## [EXTRACT TO READ]
How and why, in a centralized food system,
a little bacteria can go a long way.

By Melinda Hemmelgarn, M.S., R.D.


Photo by Scott Bauer

It’s hard to beat the taste of warm, juicy, sun-kissed tomatoes plucked ripe from heavy, home-grown vines. Tomato-cravers who lack access to a plot of soil or who simply can’t wait for their local harvest have to rely on restaurant and supermarket supplies.

In the winter and early spring, commercially grown “fresh-market” tomatoes typically travel hundreds of miles from their roots in Florida and Mexico. Picked green, they ripen en route with an expected shelf life of two to four weeks.

Increasing year-round consumer demand places tomatoes fourth (and climbing) on the most popular fresh-market vegetable list. So it was with heavy hearts that we learned the food-safety fiasco du jour involves tomatoes and Salmonella.

## [ASSIGNMENT 1]
Do these statements agree with the piece on tomatoes and Salmonella? For each, say yes or no and quote the words from the text that settle it. (a) In winter and early spring, commercially grown fresh-market tomatoes usually come from Florida and Mexico. (b) These tomatoes are picked once they are ripe. (c) Tomatoes rank third on the most popular fresh-market vegetable list.
## [ASSIGNMENT 2]
Resume the piece on tomatoes and Salmonella, picking up right after its last sentence.

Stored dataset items
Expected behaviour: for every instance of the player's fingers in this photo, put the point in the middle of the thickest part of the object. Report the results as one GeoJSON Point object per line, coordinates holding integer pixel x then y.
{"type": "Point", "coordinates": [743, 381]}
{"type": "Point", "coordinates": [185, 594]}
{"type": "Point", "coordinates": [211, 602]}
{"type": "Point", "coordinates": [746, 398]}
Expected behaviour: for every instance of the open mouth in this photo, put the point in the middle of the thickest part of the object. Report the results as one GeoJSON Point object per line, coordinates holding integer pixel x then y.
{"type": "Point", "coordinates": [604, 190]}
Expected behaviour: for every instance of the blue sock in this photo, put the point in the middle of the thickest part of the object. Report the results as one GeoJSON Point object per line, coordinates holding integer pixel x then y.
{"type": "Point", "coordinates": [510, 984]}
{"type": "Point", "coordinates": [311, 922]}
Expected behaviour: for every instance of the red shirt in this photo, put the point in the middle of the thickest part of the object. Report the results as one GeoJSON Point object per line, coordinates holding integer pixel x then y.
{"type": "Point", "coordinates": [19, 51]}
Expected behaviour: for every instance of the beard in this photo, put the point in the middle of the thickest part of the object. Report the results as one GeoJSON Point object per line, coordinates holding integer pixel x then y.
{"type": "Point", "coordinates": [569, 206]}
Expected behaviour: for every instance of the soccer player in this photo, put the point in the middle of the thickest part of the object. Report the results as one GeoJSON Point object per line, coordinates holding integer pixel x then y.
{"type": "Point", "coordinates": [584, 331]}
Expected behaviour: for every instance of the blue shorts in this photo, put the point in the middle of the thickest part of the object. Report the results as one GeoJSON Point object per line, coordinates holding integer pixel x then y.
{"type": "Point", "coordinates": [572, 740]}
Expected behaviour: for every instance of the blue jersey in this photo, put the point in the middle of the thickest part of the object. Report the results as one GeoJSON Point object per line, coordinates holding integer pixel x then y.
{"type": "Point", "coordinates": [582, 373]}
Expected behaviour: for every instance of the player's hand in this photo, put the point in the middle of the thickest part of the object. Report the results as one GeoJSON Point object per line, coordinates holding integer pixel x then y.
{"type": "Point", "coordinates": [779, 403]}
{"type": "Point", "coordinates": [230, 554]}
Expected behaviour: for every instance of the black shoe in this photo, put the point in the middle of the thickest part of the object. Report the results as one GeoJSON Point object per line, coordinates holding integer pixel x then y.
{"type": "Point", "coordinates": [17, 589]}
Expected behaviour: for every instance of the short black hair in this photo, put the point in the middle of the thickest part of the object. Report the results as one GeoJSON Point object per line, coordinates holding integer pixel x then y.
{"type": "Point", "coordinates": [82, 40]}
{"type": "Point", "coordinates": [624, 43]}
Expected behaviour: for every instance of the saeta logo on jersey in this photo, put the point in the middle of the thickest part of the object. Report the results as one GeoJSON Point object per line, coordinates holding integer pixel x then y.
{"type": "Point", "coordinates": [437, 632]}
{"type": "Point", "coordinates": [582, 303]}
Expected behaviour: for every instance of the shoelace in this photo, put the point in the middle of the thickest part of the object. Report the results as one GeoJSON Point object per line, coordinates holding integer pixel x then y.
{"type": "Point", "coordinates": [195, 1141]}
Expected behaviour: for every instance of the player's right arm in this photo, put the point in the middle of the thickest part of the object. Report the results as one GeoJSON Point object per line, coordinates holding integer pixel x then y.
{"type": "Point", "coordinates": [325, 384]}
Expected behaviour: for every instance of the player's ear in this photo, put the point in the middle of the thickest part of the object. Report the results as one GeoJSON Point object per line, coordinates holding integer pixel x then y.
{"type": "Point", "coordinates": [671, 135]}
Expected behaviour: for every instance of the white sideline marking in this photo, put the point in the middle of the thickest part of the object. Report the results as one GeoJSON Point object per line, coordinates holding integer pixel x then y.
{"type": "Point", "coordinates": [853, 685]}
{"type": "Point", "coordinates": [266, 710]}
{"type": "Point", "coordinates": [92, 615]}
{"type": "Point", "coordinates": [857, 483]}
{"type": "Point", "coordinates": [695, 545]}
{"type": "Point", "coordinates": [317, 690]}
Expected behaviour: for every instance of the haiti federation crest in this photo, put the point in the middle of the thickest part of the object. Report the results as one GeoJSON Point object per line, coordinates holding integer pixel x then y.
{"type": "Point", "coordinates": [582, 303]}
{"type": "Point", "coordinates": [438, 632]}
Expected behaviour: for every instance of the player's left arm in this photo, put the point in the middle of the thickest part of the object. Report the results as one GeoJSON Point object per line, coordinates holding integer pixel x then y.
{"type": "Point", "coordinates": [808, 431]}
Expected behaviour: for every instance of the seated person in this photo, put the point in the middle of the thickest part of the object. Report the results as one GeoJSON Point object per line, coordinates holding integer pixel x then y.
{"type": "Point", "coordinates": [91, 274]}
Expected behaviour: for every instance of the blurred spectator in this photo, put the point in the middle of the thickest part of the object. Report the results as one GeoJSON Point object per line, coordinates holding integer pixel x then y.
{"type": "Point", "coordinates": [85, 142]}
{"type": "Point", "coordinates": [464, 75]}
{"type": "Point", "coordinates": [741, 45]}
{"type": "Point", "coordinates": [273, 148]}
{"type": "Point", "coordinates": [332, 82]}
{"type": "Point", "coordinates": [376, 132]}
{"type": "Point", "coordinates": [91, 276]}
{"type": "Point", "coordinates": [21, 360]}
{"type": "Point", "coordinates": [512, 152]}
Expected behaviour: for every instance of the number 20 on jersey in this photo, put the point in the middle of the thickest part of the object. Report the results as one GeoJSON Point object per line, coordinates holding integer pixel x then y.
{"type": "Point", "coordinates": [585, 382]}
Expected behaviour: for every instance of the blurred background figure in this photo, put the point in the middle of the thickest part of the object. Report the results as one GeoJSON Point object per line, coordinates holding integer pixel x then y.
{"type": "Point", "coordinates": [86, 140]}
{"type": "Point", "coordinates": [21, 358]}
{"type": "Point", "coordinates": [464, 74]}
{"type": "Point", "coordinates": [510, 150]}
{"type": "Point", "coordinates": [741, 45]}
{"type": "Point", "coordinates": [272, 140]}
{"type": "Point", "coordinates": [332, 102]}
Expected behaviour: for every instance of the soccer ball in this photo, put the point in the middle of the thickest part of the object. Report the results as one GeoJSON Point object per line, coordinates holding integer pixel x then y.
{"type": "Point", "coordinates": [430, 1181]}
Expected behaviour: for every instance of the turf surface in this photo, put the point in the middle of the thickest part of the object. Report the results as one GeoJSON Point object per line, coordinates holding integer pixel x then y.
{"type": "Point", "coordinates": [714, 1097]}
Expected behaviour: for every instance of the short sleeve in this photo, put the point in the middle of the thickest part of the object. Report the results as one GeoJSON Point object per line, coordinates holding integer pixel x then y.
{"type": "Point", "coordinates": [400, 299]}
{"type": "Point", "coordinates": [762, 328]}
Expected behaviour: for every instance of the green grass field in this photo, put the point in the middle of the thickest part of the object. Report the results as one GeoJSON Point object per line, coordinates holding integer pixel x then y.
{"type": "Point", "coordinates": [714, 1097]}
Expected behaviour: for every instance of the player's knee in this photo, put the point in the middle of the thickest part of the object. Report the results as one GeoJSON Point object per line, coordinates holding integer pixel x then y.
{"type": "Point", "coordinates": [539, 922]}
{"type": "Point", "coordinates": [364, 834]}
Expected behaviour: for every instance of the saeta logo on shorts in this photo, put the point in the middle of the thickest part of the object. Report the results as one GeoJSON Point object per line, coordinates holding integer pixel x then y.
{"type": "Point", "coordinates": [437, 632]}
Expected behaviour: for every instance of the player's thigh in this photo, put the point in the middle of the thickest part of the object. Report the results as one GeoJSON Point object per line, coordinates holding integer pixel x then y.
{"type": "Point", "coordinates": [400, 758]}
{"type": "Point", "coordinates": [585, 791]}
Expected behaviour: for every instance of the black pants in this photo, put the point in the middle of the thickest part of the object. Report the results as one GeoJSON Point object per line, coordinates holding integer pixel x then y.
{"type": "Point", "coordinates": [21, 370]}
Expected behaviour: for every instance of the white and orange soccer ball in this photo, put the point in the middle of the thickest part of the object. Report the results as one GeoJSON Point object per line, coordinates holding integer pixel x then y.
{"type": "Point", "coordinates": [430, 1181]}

## [TASK RESULT 1]
(a) Yes: "commercially grown “fresh-market” tomatoes typically travel hundreds of miles from their roots in Florida and Mexico."
(b) No: "Picked green, they ripen en route with an expected shelf life of two to four weeks."
(c) No: "Increasing year-round consumer demand places tomatoes fourth (and climbing) on the most popular fresh-market vegetable list."

## [TASK RESULT 2]
Not exactly what you’d expect from tomatoes, right? Salmonella typically conjures up thoughts of undercooked chicken and raw eggs, with good reason. Most of the 40,000 or so under-reported cases of Salmonellosis in the United States each year are associated with foods of animal origin.

That’s because Salmonella are a group of bacteria that live in the intestinal tracts of humans and other animals, including birds and reptiles. According to the U.S. Food and Drug Administration (FDA) and the Centers for Disease Control and Prevention (CDC), the bacteria usually spread by eating foods contaminated with human or animal feces. Keep that in mind.

A mystery unfolds

Tomatoes have been implicated in Salmonella outbreaks since 1990. But during the past decade, fresh and fresh-cut tomatoes have been linked to more than a dozen different outbreaks and near 2,000 confirmed cases of food-borne illness in the United States.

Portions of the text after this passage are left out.